=== Questions on the material ===
**1)** Besides someone's own home, where does the safeguarding text say abuse can happen?
**2)** Translate this sentence from the safeguarding text into Spanish: "It is far more likely that the person responsible for the abuse is known to the adult and is in a position of trust and power."

Selected text: Begin

Worried about someone - Safeguarding Adults

Abuse and neglect

What are abuse and neglect?

There are many forms of abuse and neglect which can include:

  • physical abuse: for example, being hit, slapped or punched.
  • psychological or emotional abuse: for example, intimidation, threats of harm or controlling behaviour.
  • sexual abuse: for example, indecent exposure, rape, sexual harassment or sexual acts where an adult has not consented or was pressured into consenting.
  • financial or material abuse: for example, misuse of someone’s money, possessions or property.
  • domestic abuse: can include some or all of the above and also includes so called honour-based violence.
  • neglect: for example, not providing necessary food, clothing, shelter or medical care.
  • self-neglect: for example, someone neglecting their own personal hygiene, health and surroundings.
  • discriminatory abuse: for example, harassment because of race, gender, age, disability, sexuality or religion.
  • modern slavery: for example, human trafficking, forced labour and domestic servitude.
  • organisational abuse: for example, neglect and poor practice within a setting such as a care home or hospital, or in relation to care provided at home.

Signs of abuse and neglect

There may be many signs of abuse but some of the common ones are:

  • unexplained injuries
  • unusual bruising
  • weight loss
  • fearfulness and anxiety
  • lack of money, food or clothing or unexplained debt
  • unusually disturbed behaviour
  • inappropriately sexualised behaviour
  • bullying
  • lack of choice in how to live day to day life

Where does abuse or neglect happen?

Abuse can happen anywhere. For example, it can happen in someone's own home, in a public place, in hospital, in a care home or in college, it can take place when an adult lives alone or with others. It is far more likely that the person responsible for the abuse is known to the adult and is in a position of trust and power. 

Anyone can carry out abuse or neglect, including, spouses or partners, other family members, neighbours, friends, acquaintances, local residents, people who deliberately exploit adults they perceive as vulnerable to abuse, paid staff, professionals, volunteers and strangers.

Selected text: End
Data listing: Begin

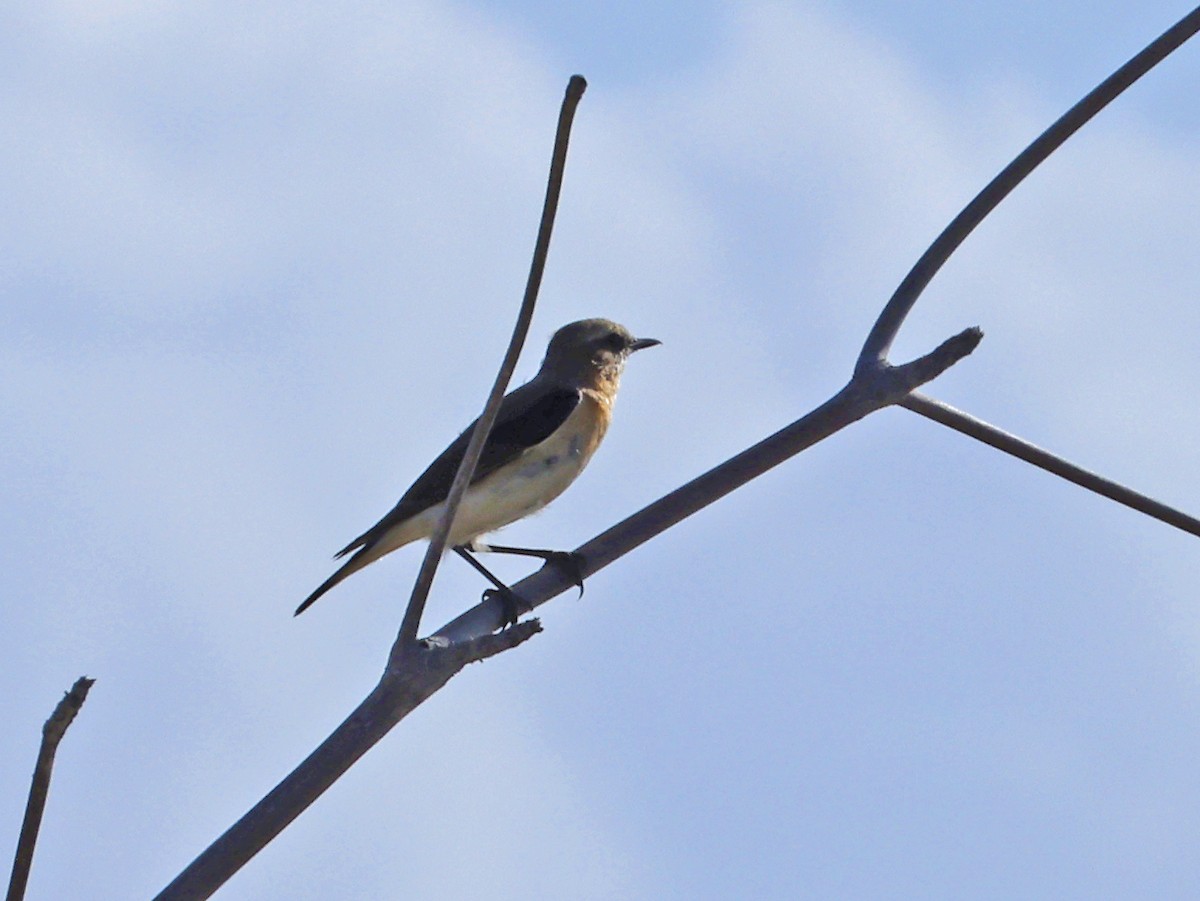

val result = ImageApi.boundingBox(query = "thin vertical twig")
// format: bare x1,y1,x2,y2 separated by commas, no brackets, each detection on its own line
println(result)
389,76,588,652
7,675,96,901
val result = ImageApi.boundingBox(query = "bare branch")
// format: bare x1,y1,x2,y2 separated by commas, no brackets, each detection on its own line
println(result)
156,76,587,901
389,76,588,666
7,675,96,901
158,8,1200,901
858,7,1200,368
434,329,983,642
899,392,1200,535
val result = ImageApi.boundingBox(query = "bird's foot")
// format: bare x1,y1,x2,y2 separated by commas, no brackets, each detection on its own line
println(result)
545,551,583,597
484,588,524,629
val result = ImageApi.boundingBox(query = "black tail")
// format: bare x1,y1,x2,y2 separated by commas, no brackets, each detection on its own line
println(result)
292,547,378,617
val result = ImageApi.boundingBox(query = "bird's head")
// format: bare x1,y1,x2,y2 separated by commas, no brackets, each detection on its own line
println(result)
540,319,662,388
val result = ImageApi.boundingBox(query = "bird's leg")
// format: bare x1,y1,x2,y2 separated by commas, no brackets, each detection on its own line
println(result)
454,545,521,627
470,541,583,597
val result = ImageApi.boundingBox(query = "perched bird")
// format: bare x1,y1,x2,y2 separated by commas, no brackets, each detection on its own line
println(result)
296,319,661,619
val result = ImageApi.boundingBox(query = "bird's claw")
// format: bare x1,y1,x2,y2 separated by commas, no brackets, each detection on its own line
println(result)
484,588,522,629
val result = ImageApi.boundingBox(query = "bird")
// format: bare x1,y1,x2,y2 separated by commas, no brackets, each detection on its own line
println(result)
294,319,662,623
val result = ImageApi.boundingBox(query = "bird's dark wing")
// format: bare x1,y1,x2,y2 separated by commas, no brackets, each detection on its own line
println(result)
337,382,582,557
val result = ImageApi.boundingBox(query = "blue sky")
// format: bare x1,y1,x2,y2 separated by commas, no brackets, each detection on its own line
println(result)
0,0,1200,900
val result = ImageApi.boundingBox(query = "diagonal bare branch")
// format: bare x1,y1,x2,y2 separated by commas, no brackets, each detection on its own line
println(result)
156,76,587,901
389,76,588,652
858,7,1200,370
433,329,983,642
6,675,96,901
899,391,1200,536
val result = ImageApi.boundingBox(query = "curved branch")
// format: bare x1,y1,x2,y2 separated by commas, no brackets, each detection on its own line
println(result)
388,76,588,667
899,392,1200,536
857,7,1200,370
433,329,983,642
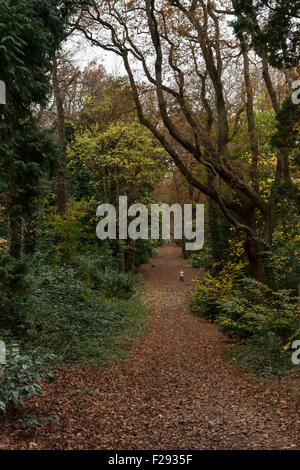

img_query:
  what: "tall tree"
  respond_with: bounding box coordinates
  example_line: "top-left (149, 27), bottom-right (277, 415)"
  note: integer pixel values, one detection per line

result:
top-left (73, 0), bottom-right (300, 282)
top-left (0, 0), bottom-right (63, 258)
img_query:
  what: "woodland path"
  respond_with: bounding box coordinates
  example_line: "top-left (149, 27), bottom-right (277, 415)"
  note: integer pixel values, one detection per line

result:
top-left (0, 244), bottom-right (300, 450)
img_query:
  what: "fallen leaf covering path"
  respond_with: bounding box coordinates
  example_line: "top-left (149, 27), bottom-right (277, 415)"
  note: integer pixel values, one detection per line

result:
top-left (0, 244), bottom-right (300, 450)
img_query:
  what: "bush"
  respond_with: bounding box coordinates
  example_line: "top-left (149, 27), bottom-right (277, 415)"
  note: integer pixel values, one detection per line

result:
top-left (231, 332), bottom-right (291, 377)
top-left (0, 251), bottom-right (28, 334)
top-left (0, 351), bottom-right (53, 413)
top-left (24, 266), bottom-right (145, 365)
top-left (72, 254), bottom-right (140, 298)
top-left (190, 263), bottom-right (243, 319)
top-left (191, 264), bottom-right (299, 376)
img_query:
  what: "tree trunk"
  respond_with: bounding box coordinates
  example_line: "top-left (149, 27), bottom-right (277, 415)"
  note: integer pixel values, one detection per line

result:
top-left (127, 240), bottom-right (135, 272)
top-left (52, 55), bottom-right (67, 215)
top-left (244, 238), bottom-right (267, 284)
top-left (119, 241), bottom-right (125, 273)
top-left (23, 219), bottom-right (35, 255)
top-left (9, 217), bottom-right (22, 259)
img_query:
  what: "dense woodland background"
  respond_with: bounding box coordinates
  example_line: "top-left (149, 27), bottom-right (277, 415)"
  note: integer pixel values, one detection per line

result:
top-left (0, 0), bottom-right (300, 422)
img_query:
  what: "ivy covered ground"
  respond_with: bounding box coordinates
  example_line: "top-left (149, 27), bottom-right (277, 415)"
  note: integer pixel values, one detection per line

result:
top-left (0, 244), bottom-right (300, 449)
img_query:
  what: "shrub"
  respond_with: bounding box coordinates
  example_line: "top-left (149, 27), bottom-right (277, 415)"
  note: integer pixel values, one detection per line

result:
top-left (231, 331), bottom-right (292, 377)
top-left (190, 263), bottom-right (243, 319)
top-left (72, 253), bottom-right (140, 298)
top-left (0, 251), bottom-right (28, 334)
top-left (0, 351), bottom-right (53, 413)
top-left (24, 266), bottom-right (145, 365)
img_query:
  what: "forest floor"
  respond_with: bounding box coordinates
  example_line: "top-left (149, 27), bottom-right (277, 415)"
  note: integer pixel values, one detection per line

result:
top-left (0, 244), bottom-right (300, 450)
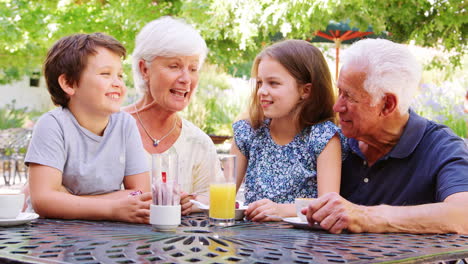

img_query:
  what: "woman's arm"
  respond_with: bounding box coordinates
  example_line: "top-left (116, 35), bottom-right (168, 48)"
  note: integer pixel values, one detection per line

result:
top-left (230, 140), bottom-right (248, 192)
top-left (29, 163), bottom-right (151, 223)
top-left (317, 135), bottom-right (341, 197)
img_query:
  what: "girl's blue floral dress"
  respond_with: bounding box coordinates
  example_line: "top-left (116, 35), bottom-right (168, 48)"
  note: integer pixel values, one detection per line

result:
top-left (232, 119), bottom-right (348, 204)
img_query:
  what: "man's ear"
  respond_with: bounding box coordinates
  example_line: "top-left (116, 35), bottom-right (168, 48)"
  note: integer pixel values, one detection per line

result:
top-left (301, 83), bottom-right (312, 99)
top-left (58, 73), bottom-right (75, 95)
top-left (382, 93), bottom-right (398, 116)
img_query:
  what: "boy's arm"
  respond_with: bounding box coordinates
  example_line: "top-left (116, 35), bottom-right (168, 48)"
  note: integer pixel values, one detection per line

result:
top-left (317, 135), bottom-right (341, 197)
top-left (29, 163), bottom-right (151, 223)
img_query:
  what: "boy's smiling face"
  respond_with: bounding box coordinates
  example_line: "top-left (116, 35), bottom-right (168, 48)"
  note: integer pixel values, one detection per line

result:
top-left (69, 47), bottom-right (126, 116)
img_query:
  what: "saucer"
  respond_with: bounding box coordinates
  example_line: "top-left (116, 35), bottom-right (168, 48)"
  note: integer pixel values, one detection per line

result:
top-left (283, 217), bottom-right (323, 230)
top-left (0, 213), bottom-right (39, 226)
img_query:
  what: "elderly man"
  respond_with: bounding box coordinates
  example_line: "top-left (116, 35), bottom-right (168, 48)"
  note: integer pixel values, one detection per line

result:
top-left (303, 39), bottom-right (468, 234)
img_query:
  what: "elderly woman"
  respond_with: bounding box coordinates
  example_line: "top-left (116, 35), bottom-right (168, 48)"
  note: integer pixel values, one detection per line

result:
top-left (123, 17), bottom-right (217, 215)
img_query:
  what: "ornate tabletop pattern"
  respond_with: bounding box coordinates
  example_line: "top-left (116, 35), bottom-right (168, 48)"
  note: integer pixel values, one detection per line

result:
top-left (0, 215), bottom-right (468, 264)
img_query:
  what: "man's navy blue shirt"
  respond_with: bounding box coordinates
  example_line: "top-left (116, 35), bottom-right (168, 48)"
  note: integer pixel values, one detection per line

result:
top-left (340, 110), bottom-right (468, 205)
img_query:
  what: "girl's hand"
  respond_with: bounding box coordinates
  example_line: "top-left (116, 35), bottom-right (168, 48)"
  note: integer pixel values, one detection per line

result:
top-left (112, 192), bottom-right (152, 224)
top-left (180, 192), bottom-right (196, 215)
top-left (245, 199), bottom-right (283, 222)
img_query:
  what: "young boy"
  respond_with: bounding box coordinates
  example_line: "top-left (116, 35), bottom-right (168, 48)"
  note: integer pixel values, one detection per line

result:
top-left (25, 33), bottom-right (151, 223)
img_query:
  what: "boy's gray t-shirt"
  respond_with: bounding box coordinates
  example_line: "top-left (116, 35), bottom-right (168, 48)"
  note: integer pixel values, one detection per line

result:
top-left (25, 107), bottom-right (148, 195)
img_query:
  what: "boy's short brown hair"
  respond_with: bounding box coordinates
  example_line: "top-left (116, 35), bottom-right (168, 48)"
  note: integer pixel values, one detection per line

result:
top-left (44, 33), bottom-right (126, 107)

Data listing: End

=== Results in order ===
**1)** In a public place, in hospital, in a care home or in college.

**2)** Es mucho más probable que la persona responsable del abuso sea conocida por el adulto y esté en una posición de confianza y poder.